Instructions for the task ▸
In the entries that follow, the line with "We already know the horse is" opens the range and the line with "We already know the blue flower bud" closes it; repeat that range exactly, both lines included.

(Dataset records)
════════

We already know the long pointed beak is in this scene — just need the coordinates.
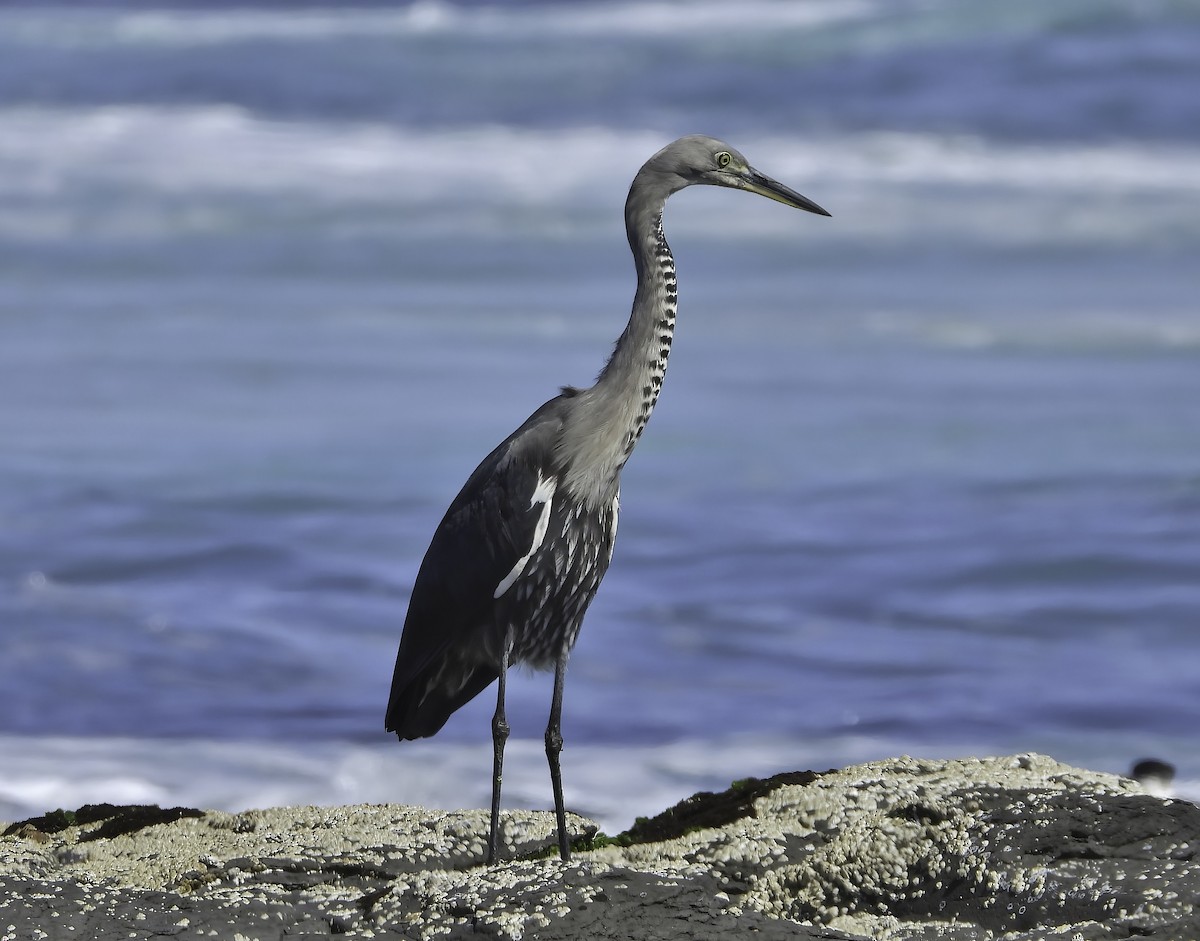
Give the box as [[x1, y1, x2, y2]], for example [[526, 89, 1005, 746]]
[[739, 167, 831, 217]]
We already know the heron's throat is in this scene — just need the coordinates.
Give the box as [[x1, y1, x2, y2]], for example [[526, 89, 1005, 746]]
[[619, 213, 677, 456], [558, 212, 678, 504]]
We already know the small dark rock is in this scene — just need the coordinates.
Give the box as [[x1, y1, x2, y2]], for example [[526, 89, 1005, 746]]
[[622, 770, 825, 844], [4, 804, 205, 841]]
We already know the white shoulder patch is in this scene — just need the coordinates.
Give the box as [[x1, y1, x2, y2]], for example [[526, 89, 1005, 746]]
[[493, 473, 557, 599], [606, 492, 620, 565]]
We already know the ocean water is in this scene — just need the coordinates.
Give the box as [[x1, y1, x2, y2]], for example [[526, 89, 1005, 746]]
[[2, 0, 1199, 830]]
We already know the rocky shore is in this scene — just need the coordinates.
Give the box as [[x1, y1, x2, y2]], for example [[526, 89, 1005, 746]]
[[2, 753, 1197, 940]]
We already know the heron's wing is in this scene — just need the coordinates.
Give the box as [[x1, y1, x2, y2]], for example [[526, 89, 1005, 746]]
[[386, 398, 566, 739]]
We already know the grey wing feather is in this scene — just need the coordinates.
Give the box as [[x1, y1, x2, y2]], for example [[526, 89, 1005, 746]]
[[385, 397, 567, 739]]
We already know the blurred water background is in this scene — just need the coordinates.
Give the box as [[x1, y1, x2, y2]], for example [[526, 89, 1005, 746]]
[[2, 0, 1199, 830]]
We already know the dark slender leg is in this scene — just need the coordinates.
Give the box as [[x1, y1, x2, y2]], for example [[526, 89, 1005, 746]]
[[488, 641, 511, 865], [545, 648, 571, 861]]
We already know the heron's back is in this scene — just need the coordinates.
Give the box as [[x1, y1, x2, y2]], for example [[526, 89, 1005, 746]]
[[500, 490, 618, 668]]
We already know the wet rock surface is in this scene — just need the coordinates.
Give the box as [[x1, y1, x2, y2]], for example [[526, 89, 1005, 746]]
[[2, 754, 1196, 940]]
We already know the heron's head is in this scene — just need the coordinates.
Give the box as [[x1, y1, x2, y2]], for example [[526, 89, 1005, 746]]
[[640, 134, 830, 217]]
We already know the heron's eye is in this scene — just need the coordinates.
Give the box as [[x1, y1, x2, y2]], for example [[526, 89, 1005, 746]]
[[715, 151, 732, 169]]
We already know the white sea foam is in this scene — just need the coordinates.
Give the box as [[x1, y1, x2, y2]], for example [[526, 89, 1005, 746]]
[[1, 108, 1197, 249], [4, 108, 1197, 202], [0, 108, 646, 205], [864, 310, 1200, 353], [3, 734, 1194, 834], [0, 733, 935, 833], [0, 1, 876, 48], [754, 131, 1200, 194]]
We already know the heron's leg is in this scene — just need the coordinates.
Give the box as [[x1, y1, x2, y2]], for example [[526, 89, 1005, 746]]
[[488, 637, 511, 865], [545, 646, 571, 862]]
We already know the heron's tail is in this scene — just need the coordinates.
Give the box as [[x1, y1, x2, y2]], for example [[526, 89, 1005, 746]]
[[385, 662, 498, 741]]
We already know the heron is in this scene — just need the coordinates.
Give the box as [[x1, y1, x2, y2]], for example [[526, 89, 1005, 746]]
[[386, 135, 829, 864]]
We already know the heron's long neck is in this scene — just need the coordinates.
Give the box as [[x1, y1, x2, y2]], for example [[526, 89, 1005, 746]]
[[557, 199, 677, 504], [600, 209, 677, 454]]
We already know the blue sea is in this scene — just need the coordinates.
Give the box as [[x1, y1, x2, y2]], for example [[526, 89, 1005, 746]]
[[2, 0, 1199, 831]]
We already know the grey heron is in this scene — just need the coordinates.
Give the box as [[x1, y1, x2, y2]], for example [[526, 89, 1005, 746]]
[[386, 135, 829, 863]]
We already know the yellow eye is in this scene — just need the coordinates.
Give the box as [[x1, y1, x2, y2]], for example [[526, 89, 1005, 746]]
[[715, 151, 731, 169]]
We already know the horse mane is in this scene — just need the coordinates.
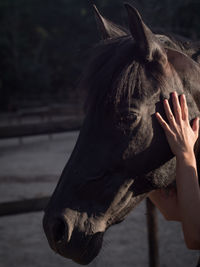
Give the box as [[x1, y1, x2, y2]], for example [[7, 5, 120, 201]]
[[157, 32, 200, 61]]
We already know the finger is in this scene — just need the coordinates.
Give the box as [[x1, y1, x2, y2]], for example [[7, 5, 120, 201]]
[[172, 92, 182, 124], [180, 94, 189, 121], [192, 117, 199, 135], [156, 112, 171, 133], [163, 99, 176, 128]]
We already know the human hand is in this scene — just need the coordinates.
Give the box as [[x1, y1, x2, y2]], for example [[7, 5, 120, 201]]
[[156, 92, 199, 160]]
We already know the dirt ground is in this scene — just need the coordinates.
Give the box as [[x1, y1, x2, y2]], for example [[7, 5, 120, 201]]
[[0, 132, 199, 267]]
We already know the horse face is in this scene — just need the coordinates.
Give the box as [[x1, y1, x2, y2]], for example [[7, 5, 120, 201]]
[[43, 4, 200, 265], [43, 100, 148, 264]]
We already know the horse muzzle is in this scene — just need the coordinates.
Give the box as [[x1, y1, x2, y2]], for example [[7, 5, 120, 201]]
[[43, 210, 104, 265]]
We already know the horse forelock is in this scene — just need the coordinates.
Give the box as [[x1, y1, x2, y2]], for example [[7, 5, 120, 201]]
[[80, 35, 177, 113]]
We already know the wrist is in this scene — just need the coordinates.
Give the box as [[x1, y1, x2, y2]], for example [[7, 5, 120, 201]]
[[176, 152, 196, 167]]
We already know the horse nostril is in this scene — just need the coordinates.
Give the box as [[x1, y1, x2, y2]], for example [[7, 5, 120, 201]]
[[52, 218, 68, 243]]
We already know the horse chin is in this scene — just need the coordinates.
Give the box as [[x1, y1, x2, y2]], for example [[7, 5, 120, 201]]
[[58, 232, 104, 265], [74, 232, 104, 265]]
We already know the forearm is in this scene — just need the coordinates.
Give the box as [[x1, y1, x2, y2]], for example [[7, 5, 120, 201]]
[[154, 92, 200, 249], [176, 153, 200, 249]]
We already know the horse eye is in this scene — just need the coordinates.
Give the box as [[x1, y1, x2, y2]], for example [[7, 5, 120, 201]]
[[120, 110, 140, 124], [126, 112, 138, 122]]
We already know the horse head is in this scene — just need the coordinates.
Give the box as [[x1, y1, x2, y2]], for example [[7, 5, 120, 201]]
[[43, 4, 200, 265]]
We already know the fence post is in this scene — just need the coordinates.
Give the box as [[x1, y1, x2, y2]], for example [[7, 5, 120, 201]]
[[146, 198, 160, 267]]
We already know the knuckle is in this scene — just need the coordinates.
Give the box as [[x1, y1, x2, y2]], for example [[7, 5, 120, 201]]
[[175, 106, 181, 113], [169, 113, 174, 120]]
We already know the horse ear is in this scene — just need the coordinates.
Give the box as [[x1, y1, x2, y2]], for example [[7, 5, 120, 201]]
[[124, 3, 157, 62], [93, 5, 127, 40]]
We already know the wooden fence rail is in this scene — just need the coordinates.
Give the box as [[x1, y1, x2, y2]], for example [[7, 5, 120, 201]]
[[0, 197, 50, 217], [0, 117, 84, 139]]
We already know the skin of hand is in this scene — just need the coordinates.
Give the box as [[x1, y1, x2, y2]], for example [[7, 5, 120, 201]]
[[155, 92, 199, 158], [149, 92, 200, 250]]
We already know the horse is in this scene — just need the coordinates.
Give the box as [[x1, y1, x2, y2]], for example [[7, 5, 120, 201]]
[[43, 4, 200, 265]]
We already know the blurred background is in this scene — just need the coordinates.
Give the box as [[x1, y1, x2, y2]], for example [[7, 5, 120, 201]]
[[0, 0, 200, 113], [0, 0, 200, 267]]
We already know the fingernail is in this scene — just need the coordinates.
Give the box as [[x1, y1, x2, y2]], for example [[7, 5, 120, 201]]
[[155, 112, 160, 117]]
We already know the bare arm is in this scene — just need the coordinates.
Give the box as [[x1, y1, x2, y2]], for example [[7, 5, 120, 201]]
[[149, 188, 181, 222], [149, 92, 200, 250], [176, 154, 200, 250]]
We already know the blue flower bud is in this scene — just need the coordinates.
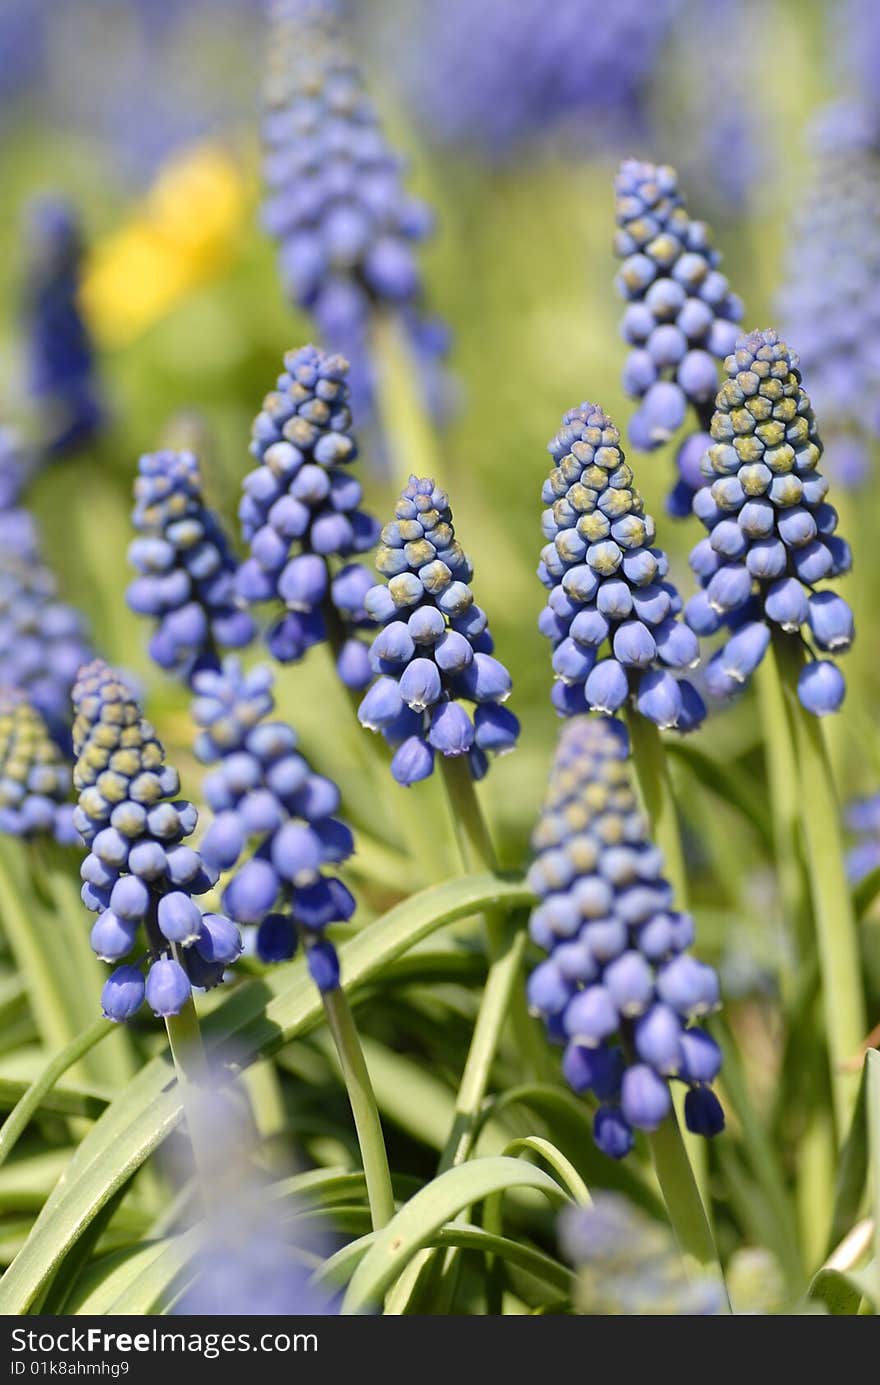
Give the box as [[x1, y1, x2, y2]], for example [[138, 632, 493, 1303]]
[[634, 1003, 683, 1074], [256, 912, 298, 963], [621, 1063, 671, 1131], [145, 957, 192, 1017], [679, 1029, 722, 1084], [307, 940, 341, 993], [195, 914, 243, 967], [157, 891, 203, 946], [797, 659, 846, 716], [391, 735, 435, 786], [807, 592, 854, 652], [90, 911, 138, 963], [593, 1106, 634, 1160], [101, 965, 145, 1023], [684, 1085, 725, 1137], [428, 701, 474, 755]]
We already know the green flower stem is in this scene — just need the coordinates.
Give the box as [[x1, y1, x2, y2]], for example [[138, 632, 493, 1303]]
[[370, 309, 441, 488], [625, 711, 688, 906], [648, 1109, 728, 1301], [771, 630, 866, 1134], [625, 712, 712, 1207], [755, 650, 811, 979], [440, 755, 545, 1076], [0, 1017, 112, 1170], [438, 928, 529, 1171], [162, 972, 217, 1213], [321, 986, 395, 1231]]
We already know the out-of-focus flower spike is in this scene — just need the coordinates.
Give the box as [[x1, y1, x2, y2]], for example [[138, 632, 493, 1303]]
[[262, 0, 449, 425], [22, 197, 103, 456], [614, 160, 744, 514], [0, 690, 78, 844]]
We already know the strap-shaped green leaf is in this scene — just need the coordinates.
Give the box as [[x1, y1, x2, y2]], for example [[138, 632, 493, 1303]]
[[0, 871, 529, 1314], [341, 1155, 569, 1314]]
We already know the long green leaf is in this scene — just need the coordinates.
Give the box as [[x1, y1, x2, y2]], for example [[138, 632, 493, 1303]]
[[318, 1222, 573, 1299], [0, 1019, 113, 1169], [827, 1052, 871, 1253], [0, 872, 529, 1313], [868, 1049, 880, 1306], [810, 1263, 875, 1315], [341, 1156, 569, 1314]]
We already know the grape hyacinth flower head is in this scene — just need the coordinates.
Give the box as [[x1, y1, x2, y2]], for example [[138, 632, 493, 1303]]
[[684, 329, 854, 715], [0, 455, 92, 742], [559, 1194, 723, 1314], [777, 101, 880, 489], [0, 690, 77, 844], [262, 0, 447, 422], [191, 657, 354, 991], [71, 660, 242, 1021], [127, 450, 255, 683], [23, 196, 103, 456], [527, 716, 723, 1159], [237, 344, 378, 691], [614, 160, 744, 515], [385, 0, 680, 162], [538, 403, 704, 731], [357, 475, 520, 785]]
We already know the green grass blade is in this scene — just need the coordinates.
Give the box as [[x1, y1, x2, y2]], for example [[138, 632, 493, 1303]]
[[341, 1156, 569, 1313], [0, 871, 529, 1313]]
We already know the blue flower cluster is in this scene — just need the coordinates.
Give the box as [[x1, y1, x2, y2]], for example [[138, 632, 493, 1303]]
[[126, 450, 255, 682], [0, 433, 92, 742], [538, 403, 704, 731], [386, 0, 679, 160], [236, 344, 379, 690], [71, 660, 242, 1022], [559, 1194, 723, 1315], [684, 329, 854, 716], [23, 197, 103, 456], [262, 0, 447, 423], [777, 102, 880, 489], [526, 716, 724, 1160], [0, 690, 78, 844], [192, 657, 353, 993], [614, 160, 744, 515], [357, 475, 519, 786]]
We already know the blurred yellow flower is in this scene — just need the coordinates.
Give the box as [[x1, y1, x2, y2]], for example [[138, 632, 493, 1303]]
[[81, 143, 250, 347]]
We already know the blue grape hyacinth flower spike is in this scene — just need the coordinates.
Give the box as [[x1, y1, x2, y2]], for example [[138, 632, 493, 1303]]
[[262, 0, 448, 425], [559, 1194, 724, 1314], [778, 102, 880, 490], [0, 690, 78, 844], [71, 660, 242, 1022], [538, 402, 705, 731], [526, 715, 724, 1159], [0, 429, 92, 744], [23, 196, 103, 456], [127, 450, 255, 684], [192, 657, 354, 992], [237, 344, 379, 692], [684, 329, 854, 716], [357, 474, 520, 786], [614, 160, 744, 516]]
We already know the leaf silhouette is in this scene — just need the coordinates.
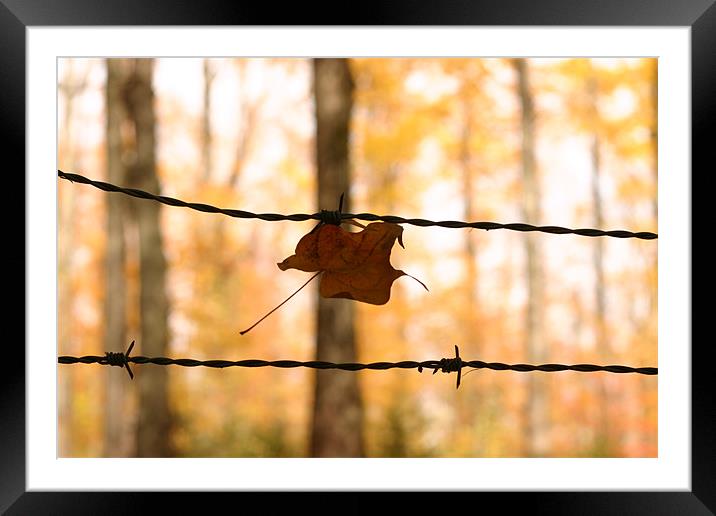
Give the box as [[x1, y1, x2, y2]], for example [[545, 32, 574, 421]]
[[277, 222, 427, 305]]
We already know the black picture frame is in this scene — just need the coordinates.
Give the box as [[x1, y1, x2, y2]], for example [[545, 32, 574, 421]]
[[5, 0, 710, 513]]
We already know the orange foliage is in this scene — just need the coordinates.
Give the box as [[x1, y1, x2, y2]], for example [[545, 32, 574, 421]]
[[58, 57, 658, 459]]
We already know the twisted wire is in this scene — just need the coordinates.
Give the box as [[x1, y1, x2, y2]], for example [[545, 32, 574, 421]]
[[58, 171, 657, 240], [58, 344, 658, 390], [58, 355, 658, 375]]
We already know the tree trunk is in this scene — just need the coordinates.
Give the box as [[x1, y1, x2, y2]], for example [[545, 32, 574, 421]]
[[649, 59, 658, 224], [58, 62, 86, 456], [459, 83, 480, 341], [122, 59, 173, 457], [227, 59, 262, 190], [310, 58, 364, 457], [587, 73, 611, 455], [644, 58, 658, 455], [457, 76, 486, 454], [200, 58, 214, 184], [513, 58, 549, 457], [103, 59, 131, 457], [210, 59, 263, 278]]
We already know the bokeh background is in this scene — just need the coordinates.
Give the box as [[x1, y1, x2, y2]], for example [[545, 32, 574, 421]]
[[57, 57, 657, 458]]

════════

Answer box ▸
We already know the horse is in this scene — just need the coordinates.
Give the box as [[x1, y1, x2, y2]], for example [[7, 5, 120, 201]]
[[43, 4, 200, 265]]
We already know the blurred background is in this scene — just need the coordinates.
Give the box as [[x1, y1, x2, y2]], for example [[7, 5, 120, 201]]
[[0, 0, 200, 113], [0, 0, 200, 267]]
We already know the fingernail is in this scene — just need the coordinates.
Give the box as [[x1, y1, x2, y2]], for example [[7, 5, 120, 201]]
[[155, 112, 160, 117]]
We already know the bare arm is in this scene — just need the coordinates.
Give the box as [[x1, y1, x2, y2]], for example [[7, 5, 120, 201]]
[[149, 188, 181, 222], [149, 92, 200, 250], [176, 154, 200, 250]]
We already know the blue flower bud is in this scene — just need the coordinates.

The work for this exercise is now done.